### [Directions for this task]
Each line from the one containing "foam in the photo above." through the end of the data is to be written out exactly, and nothing more.

*** Opening Records ***

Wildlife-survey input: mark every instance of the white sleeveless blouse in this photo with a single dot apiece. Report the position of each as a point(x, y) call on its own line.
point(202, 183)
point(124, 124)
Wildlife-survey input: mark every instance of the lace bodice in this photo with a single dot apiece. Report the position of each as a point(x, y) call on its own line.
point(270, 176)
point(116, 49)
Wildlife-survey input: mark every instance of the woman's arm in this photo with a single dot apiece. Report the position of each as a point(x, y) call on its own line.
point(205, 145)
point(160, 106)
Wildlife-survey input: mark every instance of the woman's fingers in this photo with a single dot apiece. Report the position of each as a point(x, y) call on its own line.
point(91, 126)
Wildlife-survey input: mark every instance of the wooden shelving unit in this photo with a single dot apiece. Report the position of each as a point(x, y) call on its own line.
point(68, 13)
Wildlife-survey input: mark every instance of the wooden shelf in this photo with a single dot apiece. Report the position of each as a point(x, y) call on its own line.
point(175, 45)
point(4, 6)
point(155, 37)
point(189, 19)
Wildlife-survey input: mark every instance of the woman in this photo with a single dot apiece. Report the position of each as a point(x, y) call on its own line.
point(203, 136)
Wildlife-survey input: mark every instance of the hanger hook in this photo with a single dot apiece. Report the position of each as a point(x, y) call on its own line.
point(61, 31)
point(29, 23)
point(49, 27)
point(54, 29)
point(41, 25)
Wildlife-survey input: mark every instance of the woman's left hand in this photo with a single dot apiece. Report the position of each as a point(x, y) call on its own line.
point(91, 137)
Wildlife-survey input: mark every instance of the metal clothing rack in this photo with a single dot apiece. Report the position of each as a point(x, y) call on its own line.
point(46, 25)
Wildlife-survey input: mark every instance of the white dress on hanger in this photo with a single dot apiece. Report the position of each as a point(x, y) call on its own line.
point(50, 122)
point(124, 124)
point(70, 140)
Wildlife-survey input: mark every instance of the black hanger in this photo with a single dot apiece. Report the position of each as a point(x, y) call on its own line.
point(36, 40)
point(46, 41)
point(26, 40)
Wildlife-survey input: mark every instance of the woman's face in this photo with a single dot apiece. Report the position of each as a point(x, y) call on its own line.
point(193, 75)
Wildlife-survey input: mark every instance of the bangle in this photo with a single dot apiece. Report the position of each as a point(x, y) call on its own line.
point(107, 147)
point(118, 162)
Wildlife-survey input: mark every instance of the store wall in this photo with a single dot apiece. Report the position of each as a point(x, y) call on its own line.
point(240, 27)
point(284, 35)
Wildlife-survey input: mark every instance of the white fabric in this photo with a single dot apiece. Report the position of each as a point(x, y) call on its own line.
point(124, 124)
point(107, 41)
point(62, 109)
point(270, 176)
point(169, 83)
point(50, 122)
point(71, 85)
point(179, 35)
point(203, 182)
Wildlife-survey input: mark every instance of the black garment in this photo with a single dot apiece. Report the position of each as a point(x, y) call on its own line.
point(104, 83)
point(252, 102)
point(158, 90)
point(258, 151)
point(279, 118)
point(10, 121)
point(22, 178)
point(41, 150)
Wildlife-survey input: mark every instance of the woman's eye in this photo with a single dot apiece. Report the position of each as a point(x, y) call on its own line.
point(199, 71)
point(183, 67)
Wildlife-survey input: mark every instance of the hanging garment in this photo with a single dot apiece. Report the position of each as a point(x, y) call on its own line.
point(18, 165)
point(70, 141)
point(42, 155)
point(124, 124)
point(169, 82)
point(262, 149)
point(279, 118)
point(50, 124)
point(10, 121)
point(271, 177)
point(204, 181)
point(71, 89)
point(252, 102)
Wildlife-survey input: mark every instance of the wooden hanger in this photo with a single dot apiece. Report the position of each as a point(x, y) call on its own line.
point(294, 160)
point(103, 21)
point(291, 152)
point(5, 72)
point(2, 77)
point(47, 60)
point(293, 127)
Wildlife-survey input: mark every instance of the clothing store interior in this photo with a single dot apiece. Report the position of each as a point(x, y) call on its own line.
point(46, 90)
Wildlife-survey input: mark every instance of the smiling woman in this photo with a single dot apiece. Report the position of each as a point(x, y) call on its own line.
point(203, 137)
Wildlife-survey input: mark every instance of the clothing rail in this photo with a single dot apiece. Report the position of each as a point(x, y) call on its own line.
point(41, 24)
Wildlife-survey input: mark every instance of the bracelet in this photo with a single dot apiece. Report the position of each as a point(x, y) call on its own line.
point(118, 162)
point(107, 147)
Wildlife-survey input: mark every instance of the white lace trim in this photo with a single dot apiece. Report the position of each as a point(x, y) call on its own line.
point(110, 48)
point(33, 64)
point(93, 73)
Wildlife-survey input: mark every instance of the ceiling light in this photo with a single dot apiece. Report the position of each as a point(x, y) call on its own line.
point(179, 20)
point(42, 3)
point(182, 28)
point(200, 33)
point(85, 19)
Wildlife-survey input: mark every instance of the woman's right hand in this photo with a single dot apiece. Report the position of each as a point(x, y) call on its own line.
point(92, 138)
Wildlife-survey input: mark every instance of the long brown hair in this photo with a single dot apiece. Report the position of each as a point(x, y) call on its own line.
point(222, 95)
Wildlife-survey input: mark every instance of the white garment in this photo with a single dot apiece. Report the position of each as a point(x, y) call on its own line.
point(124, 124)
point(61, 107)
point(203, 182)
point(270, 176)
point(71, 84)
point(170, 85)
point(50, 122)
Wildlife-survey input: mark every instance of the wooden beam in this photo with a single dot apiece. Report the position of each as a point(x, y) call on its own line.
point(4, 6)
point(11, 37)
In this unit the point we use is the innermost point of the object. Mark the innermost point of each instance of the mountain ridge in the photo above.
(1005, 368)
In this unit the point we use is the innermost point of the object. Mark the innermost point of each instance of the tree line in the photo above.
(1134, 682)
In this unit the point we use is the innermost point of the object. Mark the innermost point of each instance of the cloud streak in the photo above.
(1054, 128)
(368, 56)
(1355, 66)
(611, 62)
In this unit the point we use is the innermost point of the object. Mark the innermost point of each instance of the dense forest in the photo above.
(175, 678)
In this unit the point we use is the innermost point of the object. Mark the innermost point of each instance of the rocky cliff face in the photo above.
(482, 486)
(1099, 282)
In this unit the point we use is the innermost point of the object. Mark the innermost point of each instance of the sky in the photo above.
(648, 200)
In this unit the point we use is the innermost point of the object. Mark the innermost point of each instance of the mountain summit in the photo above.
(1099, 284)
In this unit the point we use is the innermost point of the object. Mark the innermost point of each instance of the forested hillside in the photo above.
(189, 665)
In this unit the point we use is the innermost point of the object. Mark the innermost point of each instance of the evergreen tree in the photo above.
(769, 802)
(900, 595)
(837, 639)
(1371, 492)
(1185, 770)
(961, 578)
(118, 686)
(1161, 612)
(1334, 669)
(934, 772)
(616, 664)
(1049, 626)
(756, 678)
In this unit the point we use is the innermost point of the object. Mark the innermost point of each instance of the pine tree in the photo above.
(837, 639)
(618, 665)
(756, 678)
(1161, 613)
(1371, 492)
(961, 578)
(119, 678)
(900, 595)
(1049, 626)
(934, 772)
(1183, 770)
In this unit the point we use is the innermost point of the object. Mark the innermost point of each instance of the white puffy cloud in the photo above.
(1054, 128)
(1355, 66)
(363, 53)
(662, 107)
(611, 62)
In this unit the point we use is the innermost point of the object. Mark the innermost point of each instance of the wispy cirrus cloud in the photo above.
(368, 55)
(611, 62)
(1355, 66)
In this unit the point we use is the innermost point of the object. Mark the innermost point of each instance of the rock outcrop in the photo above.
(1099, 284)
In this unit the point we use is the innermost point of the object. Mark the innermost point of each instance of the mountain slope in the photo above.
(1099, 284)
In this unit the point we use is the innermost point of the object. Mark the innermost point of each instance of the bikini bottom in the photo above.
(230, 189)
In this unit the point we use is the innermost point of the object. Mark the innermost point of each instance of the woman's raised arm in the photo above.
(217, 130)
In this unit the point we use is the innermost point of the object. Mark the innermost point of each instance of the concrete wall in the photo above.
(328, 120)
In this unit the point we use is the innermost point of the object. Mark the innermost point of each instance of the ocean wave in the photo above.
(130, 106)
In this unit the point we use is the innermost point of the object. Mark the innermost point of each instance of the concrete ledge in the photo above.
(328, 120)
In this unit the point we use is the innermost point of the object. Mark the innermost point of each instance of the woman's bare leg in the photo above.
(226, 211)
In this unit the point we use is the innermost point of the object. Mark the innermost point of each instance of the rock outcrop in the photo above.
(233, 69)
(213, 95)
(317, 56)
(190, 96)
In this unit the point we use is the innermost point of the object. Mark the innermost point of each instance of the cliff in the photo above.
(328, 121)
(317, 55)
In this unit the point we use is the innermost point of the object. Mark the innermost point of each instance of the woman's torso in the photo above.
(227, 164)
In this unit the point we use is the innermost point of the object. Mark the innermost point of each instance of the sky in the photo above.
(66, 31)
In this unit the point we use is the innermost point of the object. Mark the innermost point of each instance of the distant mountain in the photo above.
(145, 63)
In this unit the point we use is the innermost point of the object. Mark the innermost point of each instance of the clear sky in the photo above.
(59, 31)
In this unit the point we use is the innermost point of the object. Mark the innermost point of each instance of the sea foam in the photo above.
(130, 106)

*** Closing Records ***

### [Response to the task]
In this unit the point we use is the innermost point of the object. Mark the innermost point of each instance of the sea foam in the photo above.
(130, 106)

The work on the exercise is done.